*** ROWS ***

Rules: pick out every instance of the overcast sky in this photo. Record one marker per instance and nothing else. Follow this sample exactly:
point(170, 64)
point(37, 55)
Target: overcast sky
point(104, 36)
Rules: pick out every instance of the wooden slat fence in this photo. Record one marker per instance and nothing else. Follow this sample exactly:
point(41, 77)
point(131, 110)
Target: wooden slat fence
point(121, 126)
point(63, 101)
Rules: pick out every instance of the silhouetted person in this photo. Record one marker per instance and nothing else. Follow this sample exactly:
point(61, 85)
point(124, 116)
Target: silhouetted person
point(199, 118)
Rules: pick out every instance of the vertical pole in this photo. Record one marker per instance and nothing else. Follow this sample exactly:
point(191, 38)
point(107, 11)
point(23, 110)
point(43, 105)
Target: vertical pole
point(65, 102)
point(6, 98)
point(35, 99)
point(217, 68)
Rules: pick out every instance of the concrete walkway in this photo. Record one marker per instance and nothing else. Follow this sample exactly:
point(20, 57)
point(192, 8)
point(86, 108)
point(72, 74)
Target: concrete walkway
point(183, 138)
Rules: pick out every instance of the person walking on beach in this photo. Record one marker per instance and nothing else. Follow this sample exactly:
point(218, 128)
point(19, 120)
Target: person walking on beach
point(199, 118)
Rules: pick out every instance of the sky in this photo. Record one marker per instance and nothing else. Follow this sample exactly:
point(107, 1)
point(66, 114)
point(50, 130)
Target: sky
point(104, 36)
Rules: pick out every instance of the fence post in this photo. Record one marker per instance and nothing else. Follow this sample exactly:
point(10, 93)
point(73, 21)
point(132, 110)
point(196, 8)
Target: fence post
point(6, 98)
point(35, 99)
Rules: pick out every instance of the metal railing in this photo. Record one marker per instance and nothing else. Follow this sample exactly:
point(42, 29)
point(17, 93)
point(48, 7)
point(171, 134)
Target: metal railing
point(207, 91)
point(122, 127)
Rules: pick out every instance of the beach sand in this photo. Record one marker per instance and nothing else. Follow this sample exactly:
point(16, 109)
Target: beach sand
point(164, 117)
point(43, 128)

***

### WHAT YOU ARE ASKED TO DO
Scale the entries from the line containing "Rules: pick out every instance of the beach" up to and including the final line of the entries. Write every line again, requests included, multiplying each answer coordinate by 1.25 and rounding to the nearest whole number with halves rounded up, and leave the coordinates in the requests and their format samples unchanged.

### RESPONSE
Rules: pick out every instance of the beach sand in this photo. Record one marker per instance and nothing else. Follow this sample exactly:
point(16, 109)
Target: beach sand
point(205, 146)
point(54, 160)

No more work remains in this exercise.